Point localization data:

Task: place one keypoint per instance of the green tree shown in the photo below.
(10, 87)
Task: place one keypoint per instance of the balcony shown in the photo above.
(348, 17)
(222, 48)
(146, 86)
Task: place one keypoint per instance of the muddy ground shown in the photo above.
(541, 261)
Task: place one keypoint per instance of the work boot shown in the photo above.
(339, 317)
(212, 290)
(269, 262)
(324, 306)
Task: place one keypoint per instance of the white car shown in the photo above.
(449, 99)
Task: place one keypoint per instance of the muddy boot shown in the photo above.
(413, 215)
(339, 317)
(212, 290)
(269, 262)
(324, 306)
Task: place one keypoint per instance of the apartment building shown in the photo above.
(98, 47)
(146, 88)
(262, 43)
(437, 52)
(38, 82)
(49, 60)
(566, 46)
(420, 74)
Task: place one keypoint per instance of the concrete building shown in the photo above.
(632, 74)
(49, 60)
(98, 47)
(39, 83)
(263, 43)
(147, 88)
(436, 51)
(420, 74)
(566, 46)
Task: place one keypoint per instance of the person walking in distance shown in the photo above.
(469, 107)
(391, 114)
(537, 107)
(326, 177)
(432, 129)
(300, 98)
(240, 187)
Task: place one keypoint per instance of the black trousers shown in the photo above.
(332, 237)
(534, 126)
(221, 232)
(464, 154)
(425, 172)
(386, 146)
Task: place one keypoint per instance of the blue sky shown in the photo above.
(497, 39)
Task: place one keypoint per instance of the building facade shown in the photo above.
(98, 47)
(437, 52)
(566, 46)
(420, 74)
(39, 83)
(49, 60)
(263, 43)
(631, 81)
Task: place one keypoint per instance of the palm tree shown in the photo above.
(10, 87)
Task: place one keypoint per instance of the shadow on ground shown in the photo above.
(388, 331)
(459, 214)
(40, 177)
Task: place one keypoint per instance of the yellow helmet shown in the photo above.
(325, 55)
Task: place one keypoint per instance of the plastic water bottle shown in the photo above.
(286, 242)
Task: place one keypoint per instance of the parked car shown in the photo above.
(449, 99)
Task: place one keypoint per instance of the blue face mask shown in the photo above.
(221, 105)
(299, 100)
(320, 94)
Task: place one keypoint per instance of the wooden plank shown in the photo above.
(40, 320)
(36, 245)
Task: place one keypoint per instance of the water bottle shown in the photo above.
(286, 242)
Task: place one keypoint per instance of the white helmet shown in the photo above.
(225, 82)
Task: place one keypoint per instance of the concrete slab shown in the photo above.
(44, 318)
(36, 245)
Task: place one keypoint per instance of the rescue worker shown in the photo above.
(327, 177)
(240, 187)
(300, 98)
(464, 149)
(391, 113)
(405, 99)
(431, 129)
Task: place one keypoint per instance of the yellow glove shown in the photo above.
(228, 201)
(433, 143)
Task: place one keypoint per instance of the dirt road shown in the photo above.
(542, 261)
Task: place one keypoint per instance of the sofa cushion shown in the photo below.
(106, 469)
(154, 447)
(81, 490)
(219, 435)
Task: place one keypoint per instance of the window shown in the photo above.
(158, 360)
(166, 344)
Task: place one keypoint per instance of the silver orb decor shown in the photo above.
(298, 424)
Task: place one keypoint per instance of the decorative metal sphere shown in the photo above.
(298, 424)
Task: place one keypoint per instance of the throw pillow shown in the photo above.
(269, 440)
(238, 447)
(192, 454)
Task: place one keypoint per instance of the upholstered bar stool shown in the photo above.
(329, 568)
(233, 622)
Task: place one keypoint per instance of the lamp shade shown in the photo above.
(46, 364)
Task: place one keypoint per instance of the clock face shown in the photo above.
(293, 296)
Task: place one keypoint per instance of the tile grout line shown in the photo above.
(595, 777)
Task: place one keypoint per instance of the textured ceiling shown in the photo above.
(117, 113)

Task to carry out :: Output each line of the entries exactly, so that nothing is lost.

Response for this exercise ::
Task: place one keypoint per instance of the green tree shown in the photo below.
(10, 87)
Task: place one keypoint per instance of the balcony shown in the photo above.
(348, 17)
(222, 48)
(146, 86)
Task: place one keypoint per instance of the muddy ground shown in the photo above.
(541, 261)
Task: place one keypoint per instance of the work boot shown in the photo above.
(339, 317)
(212, 290)
(269, 262)
(324, 306)
Task: place one keypoint per instance of the white car shown in the photo above.
(449, 99)
Task: place one keypoint per instance of the muddy boot shown in the photo above.
(413, 215)
(339, 317)
(212, 290)
(269, 262)
(324, 306)
Task: place one keypoint per instance of the apartment building shown in the photo above.
(98, 47)
(146, 88)
(262, 43)
(437, 52)
(38, 82)
(49, 60)
(566, 46)
(420, 74)
Task: place one keypoint per instance of the concrete building shown in the photo above.
(632, 74)
(49, 60)
(98, 47)
(39, 83)
(263, 43)
(147, 88)
(436, 51)
(420, 74)
(566, 46)
Task: place one keypoint per instance of the person walking in distance shown in the photo above.
(469, 107)
(391, 114)
(537, 107)
(326, 177)
(432, 129)
(300, 98)
(240, 187)
Task: place one keypoint per instance of the black trousers shown in the photo above.
(332, 237)
(534, 126)
(221, 232)
(464, 154)
(425, 172)
(386, 146)
Task: place one keypoint per instance of the blue sky shown in the photo above.
(497, 39)
Task: place one keypoint per instance of the building facade shown in the photo above.
(98, 47)
(437, 52)
(566, 46)
(420, 74)
(39, 83)
(49, 60)
(263, 43)
(631, 81)
Task: place one keypoint per instance of the palm tree shown in the photo above.
(10, 87)
Task: place one keypoint per instance of the shadow on ground shown in the photo above.
(388, 331)
(459, 214)
(40, 177)
Task: place one keypoint per instance of the yellow helmet shown in the photo above.
(325, 55)
Task: place one keypoint per instance of the plastic water bottle shown in the photo above.
(286, 242)
Task: place one keypoint per instance of the parked car shown in the photo above.
(449, 99)
Task: place one keypoint per instance of the blue face mask shown in the photo above.
(221, 105)
(299, 100)
(320, 94)
Task: place one keypoint per instance of the wooden plank shown in the photo above.
(40, 320)
(36, 245)
Task: place one keypoint per instance of the water bottle shown in the photo above.
(286, 242)
Task: place one keypoint per instance of the white helmet shown in the photo above.
(225, 82)
Task: place one keypoint per instance of the concrete slab shown in the photo above.
(44, 318)
(36, 245)
Task: place one keypoint per instance of the rescue worker shown in the photo above.
(327, 177)
(240, 187)
(300, 98)
(464, 149)
(391, 113)
(405, 99)
(431, 129)
Task: place one keypoint per instance of the yellow glove shown in the photo above.
(228, 201)
(433, 143)
Task: place one keypoint per instance of the dirt road shown in the photo above.
(542, 261)
Task: place one keypoint per instance of the sofa cushion shown in the photo below.
(106, 469)
(154, 447)
(81, 490)
(219, 435)
Task: place one keypoint per instance of the window shown in the photo above.
(158, 360)
(166, 344)
Task: place one keypoint per instance of the silver orb decor shown in the photo above.
(298, 424)
Task: place one keypoint per instance of the decorative metal sphere shown in the photo above.
(298, 424)
Task: place one keypoint per instance of the throw pillow shown in the photo above.
(269, 440)
(238, 447)
(192, 454)
Task: place one keypoint per instance of the upholstered bar stool shown in the photo above.
(329, 568)
(233, 622)
Task: place one keypoint per instance of the lamp shade shown in the photo above.
(46, 364)
Task: place one keypoint per instance of the clock face shown in the photo above.
(293, 296)
Task: place one keypoint per instance of the tile grout line shown in the photo above.
(595, 777)
Task: place one keypoint per instance of the textured ceiling shown in the photo above.
(117, 113)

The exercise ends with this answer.